§ **Prompt**
Output the data below as a Markdown table with the columns Row and Line, numbering each line and leaving out blank lines. Begin at the line that contains "For each instance of the man's nose, set" and stop at the end of the data.

[Object location annotation data]
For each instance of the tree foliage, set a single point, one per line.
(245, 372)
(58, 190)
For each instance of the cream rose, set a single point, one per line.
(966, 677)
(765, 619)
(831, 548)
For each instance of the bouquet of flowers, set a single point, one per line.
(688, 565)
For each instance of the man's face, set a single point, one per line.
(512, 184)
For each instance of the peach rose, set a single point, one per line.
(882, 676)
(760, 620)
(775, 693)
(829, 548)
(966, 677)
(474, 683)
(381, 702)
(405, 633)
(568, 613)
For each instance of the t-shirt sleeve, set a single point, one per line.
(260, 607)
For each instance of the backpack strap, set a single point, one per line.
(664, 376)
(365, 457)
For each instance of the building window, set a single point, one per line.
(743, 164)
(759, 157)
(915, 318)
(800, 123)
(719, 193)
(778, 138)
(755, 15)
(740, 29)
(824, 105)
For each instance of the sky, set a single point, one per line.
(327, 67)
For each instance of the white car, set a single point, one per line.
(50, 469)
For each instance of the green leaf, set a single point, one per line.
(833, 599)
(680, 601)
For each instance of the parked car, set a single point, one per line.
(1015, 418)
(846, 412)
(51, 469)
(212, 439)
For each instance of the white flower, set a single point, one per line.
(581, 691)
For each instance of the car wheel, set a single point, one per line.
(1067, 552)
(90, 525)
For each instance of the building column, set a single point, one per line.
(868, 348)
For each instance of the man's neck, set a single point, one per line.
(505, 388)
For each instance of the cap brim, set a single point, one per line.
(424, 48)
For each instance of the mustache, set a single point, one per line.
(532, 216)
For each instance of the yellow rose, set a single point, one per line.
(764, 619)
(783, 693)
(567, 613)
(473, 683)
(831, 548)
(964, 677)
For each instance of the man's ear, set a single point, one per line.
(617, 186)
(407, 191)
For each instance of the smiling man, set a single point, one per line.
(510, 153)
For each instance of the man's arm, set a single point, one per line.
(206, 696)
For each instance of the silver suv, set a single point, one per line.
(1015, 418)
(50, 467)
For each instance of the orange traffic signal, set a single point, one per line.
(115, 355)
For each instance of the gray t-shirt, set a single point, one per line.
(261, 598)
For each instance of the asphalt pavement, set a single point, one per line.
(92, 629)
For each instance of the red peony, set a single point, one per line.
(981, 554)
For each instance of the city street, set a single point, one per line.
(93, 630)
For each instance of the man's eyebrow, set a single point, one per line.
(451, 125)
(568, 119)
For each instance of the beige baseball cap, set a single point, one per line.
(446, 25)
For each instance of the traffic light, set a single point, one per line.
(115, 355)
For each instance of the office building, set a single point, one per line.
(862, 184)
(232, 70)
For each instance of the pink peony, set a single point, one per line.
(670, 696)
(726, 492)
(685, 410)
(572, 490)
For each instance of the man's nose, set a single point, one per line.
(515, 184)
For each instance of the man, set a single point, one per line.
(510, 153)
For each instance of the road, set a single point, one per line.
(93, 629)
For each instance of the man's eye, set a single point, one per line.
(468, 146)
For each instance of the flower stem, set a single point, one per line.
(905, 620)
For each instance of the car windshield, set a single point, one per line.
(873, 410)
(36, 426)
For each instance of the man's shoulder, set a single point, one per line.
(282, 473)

§ **Expected answer**
| Row | Line |
|---|---|
| 1 | For each instance of the man's nose, set a single point, one per line. |
| 2 | (515, 184) |
| 3 | For each instance of the man, set a single point, one per line. |
| 4 | (510, 153) |
| 5 | For each instance of the road, set a single point, one per line. |
| 6 | (93, 629) |
| 7 | For each instance of the man's eye, set a single point, one per line. |
| 8 | (468, 146) |
| 9 | For each instance of the flower stem, set a single point, one per line. |
| 10 | (905, 620) |
| 11 | For each instance of the car windshield, set a single point, one per line. |
| 12 | (873, 410) |
| 13 | (36, 426) |
| 14 | For each instance of the man's shoulder, set a single point, one per line. |
| 15 | (282, 473) |